● Written exercise
For each numbered statement below, say yes or no to whether it agrees with the passage on entrepreneurial subjectivity, and quote the deciding words of the passage. 1. The research draws on more than sixty interviews with early career musicians. 2. The main part of the article is divided into eight sections. 3. Political perspectives that highlight the need for social change are prominent in the talk of entrepreneurial subjects.

● Passage shown
start

This article seeks to address this gap by drawing on over sixty in-depth interviews with female, early career, classically trained musicians. As recent research in cultural studies has shown (Author, 2011b; Ross, 2008), public discourses have positioned young women and cultural workers as ideal entrepreneurial subjects. By exploring the accounts of individuals who, as cultural workers and young women, are twice positioned as entrepreneurial, this article offers an empirically based analysis of how entrepreneurial subjectivity is lived out. Thus, the article represents a valuable and original contribution to discussions on neoliberalism in two key ways. First, it addresses questions of subjectivity, indeed of the psychic life of neoliberalism. Second, based on empirical data, it attempts to explore entrepreneurial subjectivity from the ground up. As such, the article expands the scope of contemporary debates on a widely discussed and timely topic, both thematically and methodologically.
Following a review of the existing literature and a discussion of the research methodology, the main part of this article is divided into ten sections. Each section develops the article’s line of argument by exploring a distinct contour of entrepreneurial subjectivity. As I will show, entrepreneurial subjects relate to themselves as if they were a business, are active, embrace risks, capably manage difficulties and hide injuries. Crucially, entrepreneurial rhetoric does not hold absolutely because entrepreneurial subjects draw on a range of discourses in their talk. Some discourses, however, are also markedly absent, such as political perspectives that highlight the need for social change. Instead, desires for change are directed away from the socio-political sphere and turned inwards. Social critique is transformed into self-critique, resulting in a prevalence of self-doubt and anxiety. Competition too seems to be self-directed, suggesting that entrepreneurial subjects compete with the self, and not just with others. Last but not least, entrepreneurial subjects reject those who are not entrepreneurial. By drawing on theories of abjection, I will argue that these repudiations are not side effects of entrepreneurial subjectivity, but that they are constitutive of it.

end

● Dataset excerpt

start

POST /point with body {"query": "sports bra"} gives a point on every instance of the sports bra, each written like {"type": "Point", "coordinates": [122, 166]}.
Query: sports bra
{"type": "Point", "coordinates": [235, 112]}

end

● Final answer
1. Yes: "drawing on over sixty in-depth interviews with female, early career, classically trained musicians"
2. No: "the main part of this article is divided into ten sections"
3. No: "Some discourses, however, are also markedly absent, such as political perspectives that highlight the need for social change"